[Point annotation records]
⟨
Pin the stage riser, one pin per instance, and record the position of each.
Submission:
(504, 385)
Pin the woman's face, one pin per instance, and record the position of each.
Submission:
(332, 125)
⟩
▶ _Work to complete_: Please repeat the records verbatim, from the line containing "Pin the woman's" through the end of the records.

▶ _Solution to this exercise_:
Pin the woman's face, one pin per instance, and record the position of each.
Submission:
(332, 125)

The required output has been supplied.